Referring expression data
Segment Open

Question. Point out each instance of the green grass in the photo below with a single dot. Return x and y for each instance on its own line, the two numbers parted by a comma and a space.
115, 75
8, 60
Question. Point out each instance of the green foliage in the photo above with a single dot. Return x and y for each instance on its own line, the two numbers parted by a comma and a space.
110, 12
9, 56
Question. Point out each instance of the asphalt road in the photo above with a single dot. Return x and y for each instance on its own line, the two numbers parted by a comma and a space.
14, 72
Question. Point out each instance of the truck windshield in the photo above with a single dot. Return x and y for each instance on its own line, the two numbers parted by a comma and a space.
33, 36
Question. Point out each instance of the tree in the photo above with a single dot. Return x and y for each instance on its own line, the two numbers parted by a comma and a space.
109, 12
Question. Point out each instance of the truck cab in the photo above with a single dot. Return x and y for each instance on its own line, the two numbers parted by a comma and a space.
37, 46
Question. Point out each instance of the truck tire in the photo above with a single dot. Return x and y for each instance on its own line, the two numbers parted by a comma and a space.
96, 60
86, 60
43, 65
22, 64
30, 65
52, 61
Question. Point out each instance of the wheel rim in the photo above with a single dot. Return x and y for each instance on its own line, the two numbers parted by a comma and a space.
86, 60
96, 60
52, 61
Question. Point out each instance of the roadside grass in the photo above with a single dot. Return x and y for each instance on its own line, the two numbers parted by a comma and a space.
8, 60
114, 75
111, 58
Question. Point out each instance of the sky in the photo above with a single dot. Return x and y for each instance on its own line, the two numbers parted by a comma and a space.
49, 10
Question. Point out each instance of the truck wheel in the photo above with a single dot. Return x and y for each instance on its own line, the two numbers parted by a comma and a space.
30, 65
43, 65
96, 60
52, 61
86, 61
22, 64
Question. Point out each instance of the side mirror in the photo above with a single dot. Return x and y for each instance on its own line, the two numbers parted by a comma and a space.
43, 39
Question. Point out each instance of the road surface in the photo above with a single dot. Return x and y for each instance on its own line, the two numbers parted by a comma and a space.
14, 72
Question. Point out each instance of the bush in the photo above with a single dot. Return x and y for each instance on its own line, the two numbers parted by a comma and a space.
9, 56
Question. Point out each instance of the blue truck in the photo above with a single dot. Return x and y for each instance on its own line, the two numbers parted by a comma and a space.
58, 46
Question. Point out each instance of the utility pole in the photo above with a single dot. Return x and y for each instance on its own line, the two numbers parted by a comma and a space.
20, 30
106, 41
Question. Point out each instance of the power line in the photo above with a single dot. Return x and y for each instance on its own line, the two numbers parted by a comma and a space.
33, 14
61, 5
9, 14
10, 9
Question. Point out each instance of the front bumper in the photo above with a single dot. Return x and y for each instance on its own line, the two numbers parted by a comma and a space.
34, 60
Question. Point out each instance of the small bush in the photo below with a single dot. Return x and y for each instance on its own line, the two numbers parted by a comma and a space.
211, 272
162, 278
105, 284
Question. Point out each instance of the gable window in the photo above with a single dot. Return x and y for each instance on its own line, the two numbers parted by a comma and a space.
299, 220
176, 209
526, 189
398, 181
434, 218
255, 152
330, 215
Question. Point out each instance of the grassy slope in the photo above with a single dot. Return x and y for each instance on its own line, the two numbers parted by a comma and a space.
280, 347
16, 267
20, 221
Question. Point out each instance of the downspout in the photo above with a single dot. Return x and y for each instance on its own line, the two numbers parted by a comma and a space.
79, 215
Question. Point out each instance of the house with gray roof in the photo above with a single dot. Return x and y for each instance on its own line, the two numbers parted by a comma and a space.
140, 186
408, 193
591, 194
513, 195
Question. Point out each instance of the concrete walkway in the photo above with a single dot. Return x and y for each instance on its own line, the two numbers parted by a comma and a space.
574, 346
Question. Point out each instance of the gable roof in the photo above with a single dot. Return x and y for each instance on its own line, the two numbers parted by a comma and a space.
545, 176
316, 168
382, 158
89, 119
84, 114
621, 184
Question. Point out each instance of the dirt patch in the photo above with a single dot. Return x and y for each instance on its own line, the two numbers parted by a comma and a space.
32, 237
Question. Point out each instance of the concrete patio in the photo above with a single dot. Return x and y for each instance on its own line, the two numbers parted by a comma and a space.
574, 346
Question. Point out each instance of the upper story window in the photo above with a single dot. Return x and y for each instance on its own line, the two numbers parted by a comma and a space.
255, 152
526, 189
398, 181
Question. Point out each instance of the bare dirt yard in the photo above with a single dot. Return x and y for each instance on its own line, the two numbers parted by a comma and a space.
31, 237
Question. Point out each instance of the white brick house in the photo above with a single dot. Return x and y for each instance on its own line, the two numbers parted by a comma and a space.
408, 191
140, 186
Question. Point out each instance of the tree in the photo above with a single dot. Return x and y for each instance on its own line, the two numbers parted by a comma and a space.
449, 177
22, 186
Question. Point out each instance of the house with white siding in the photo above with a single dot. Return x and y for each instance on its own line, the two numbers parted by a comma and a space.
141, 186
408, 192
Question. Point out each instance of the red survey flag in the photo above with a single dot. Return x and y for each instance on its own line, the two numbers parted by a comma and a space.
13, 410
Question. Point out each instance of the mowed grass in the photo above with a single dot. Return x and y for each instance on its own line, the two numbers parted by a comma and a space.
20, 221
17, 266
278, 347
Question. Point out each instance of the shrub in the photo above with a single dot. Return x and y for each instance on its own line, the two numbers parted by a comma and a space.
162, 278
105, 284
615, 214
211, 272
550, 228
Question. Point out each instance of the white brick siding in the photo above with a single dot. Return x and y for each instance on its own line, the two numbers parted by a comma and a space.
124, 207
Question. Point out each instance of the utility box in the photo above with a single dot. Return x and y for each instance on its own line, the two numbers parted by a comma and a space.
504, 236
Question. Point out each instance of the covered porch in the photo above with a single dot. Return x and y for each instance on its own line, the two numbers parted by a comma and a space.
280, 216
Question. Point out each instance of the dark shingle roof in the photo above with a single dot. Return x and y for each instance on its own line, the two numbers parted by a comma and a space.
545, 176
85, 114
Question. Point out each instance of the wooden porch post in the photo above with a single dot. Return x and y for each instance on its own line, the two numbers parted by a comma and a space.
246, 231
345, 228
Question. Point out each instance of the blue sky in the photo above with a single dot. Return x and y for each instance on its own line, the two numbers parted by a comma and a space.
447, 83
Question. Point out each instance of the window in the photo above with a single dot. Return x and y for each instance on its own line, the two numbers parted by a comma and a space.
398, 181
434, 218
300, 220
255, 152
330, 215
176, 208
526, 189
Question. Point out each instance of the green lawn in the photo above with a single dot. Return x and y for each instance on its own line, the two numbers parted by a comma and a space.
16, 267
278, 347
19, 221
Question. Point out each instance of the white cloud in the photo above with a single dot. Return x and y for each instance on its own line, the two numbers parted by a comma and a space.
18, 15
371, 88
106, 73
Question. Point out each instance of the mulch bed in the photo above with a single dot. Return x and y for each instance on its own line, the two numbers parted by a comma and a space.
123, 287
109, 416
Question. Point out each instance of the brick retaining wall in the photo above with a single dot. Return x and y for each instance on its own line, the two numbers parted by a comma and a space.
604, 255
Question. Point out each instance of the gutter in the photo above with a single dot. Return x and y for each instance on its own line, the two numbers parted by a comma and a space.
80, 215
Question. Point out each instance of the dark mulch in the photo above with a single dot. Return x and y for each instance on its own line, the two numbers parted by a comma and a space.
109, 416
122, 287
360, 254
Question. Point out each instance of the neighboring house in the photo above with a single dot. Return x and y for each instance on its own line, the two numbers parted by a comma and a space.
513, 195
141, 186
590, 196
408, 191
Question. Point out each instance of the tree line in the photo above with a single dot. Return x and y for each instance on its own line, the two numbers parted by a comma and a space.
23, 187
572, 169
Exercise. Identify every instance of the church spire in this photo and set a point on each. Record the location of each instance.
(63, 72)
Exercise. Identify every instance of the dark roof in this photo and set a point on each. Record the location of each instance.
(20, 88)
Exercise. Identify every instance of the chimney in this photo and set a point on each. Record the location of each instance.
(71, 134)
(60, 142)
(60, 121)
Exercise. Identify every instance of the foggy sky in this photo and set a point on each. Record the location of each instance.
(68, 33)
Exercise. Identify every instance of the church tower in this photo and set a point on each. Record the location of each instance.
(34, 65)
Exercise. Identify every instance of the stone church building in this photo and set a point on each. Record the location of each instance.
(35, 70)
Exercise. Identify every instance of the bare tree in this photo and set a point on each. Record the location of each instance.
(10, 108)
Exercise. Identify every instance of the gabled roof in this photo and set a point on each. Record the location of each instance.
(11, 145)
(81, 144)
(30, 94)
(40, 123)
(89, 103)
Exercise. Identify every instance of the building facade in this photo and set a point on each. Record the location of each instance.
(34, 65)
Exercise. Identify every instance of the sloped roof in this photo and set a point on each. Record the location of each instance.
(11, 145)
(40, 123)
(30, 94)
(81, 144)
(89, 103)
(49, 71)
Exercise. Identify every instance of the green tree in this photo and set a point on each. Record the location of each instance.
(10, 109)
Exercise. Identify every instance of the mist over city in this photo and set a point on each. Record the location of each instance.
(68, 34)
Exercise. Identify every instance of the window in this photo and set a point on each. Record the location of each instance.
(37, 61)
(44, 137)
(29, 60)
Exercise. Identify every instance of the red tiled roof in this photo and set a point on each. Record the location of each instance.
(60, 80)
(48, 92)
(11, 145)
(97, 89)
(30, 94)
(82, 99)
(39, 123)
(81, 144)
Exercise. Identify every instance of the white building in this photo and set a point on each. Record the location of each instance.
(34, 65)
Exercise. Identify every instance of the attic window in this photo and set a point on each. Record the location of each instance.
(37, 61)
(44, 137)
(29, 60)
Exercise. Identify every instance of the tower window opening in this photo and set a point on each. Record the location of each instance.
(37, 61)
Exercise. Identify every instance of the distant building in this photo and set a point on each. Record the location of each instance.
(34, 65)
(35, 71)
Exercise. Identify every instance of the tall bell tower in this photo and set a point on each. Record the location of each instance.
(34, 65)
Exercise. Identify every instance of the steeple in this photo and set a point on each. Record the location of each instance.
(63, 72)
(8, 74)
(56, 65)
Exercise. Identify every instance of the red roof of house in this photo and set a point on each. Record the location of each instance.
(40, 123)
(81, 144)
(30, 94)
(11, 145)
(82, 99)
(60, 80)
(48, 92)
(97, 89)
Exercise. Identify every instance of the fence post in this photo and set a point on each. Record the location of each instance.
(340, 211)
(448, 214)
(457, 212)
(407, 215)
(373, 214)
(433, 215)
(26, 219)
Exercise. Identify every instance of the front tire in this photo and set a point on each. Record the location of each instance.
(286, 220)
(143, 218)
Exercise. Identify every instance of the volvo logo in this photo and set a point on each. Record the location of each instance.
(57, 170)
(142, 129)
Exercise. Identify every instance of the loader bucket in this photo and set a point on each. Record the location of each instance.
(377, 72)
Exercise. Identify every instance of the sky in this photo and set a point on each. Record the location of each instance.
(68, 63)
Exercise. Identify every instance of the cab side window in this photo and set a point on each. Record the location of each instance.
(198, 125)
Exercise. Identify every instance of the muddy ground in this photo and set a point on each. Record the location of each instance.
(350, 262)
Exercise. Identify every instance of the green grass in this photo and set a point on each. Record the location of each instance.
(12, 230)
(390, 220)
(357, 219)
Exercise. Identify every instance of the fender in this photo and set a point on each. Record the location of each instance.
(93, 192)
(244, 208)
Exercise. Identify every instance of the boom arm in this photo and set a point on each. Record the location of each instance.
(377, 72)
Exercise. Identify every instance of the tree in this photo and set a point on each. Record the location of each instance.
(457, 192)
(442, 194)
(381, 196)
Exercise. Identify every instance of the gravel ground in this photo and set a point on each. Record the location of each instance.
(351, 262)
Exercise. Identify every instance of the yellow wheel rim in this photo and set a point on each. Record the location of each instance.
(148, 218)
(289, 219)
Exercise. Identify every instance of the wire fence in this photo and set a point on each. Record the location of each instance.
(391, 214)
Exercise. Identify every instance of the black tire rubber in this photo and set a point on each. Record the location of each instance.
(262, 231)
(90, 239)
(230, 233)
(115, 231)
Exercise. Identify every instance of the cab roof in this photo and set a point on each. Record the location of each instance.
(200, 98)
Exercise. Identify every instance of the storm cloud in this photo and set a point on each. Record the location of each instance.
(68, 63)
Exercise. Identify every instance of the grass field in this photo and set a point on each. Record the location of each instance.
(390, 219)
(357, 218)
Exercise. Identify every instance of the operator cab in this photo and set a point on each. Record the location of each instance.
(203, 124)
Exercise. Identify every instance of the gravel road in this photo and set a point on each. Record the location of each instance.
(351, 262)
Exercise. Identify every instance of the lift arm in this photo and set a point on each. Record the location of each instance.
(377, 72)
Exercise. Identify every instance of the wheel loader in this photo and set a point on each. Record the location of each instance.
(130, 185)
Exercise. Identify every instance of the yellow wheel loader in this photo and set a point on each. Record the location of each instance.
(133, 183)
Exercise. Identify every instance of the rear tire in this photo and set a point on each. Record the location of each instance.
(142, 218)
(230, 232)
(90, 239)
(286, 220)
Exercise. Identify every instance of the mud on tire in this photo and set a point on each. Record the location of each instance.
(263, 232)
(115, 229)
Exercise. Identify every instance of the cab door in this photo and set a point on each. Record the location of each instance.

Segment Closed

What you need to do:
Look above for the line with "Exercise. Identify every instance of the gravel road", then copy it and each later line exactly, stopping at the last line of the records.

Answer box:
Exercise. Identify every instance of the gravel road in this photo and set a point on each. Record the location of each instance.
(351, 262)
Exercise. Identify every instance of the lift arm in this photo and set a point on each. Record the location of each instance.
(377, 72)
Exercise. Identify every instance of the wheel loader in this photo and set a point on each. Record the location of each instance.
(130, 185)
Exercise. Identify every instance of the yellow wheel loader in this photo and set a point on each. Record the location of each instance.
(133, 183)
Exercise. Identify every instance of the rear tire in this photo and set a point on each. Record the location of each instance.
(142, 218)
(230, 232)
(90, 239)
(286, 220)
Exercise. Identify every instance of the mud on tire in this photo and set a point on each. Record the location of each instance.
(263, 232)
(115, 229)
Exercise. Identify every instance of the cab door in this photo and set a point on each. Record the location of each instance.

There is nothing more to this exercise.